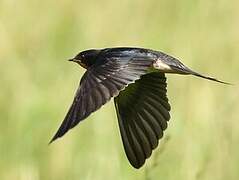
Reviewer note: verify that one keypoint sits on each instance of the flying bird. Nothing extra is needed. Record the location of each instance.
(135, 78)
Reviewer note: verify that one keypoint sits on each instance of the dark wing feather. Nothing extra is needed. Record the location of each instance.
(143, 112)
(99, 84)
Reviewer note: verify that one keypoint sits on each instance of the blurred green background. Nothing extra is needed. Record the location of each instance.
(38, 85)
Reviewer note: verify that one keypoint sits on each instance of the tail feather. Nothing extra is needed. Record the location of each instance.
(185, 70)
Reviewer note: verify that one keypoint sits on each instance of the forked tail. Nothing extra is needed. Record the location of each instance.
(185, 70)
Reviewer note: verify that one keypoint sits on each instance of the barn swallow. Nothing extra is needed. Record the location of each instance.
(135, 78)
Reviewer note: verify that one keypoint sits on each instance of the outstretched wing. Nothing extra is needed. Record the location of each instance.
(143, 112)
(99, 84)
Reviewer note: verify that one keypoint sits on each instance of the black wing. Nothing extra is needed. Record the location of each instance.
(143, 112)
(103, 80)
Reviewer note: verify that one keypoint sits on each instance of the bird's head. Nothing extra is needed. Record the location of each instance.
(86, 58)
########################################
About this task
From the first line to the last, write out the data exactly, dropping any pictures.

Solution to the exercise
Reviewer note: verify that one keypoint sits on each instance of the flying bird. Nothing extra is needed. Record the location of each instance.
(135, 78)
Reviewer note: verify that one keypoint sits on each instance of the dark wing feather. Nothing extra is needed. Record the location of each instance.
(143, 112)
(99, 84)
Reviewer note: verify that one keypoint sits on each instance of the blurred green background. Nothing extra is needed. Record the location of each instance.
(38, 85)
Reviewer note: verify that one keypoint sits on each instance of the tail feather. Nothing extra is needed. Record the location of each instance.
(185, 70)
Reviewer note: verify that one keypoint sits on each instance of the forked tail. Nothing extra is needed. Record the location of each instance.
(185, 70)
Reviewer note: verify that one keypoint sits on each instance of the barn swallow. Nothing extra is needed. Record the location of each instance.
(135, 78)
Reviewer note: verify that one keypoint sits on each instance of the outstretched wing. Nothing extra is needed. Record the location of each instance.
(143, 112)
(99, 84)
Reviewer note: verify that one keypoint sits on each instance of the black wing. Nothing extra is needed. Record the location of each instance.
(143, 112)
(103, 80)
Reviewer note: verify that one keypoint sits on each instance of the bird's head. Nothing extra is needed. Record the location of each instance.
(86, 58)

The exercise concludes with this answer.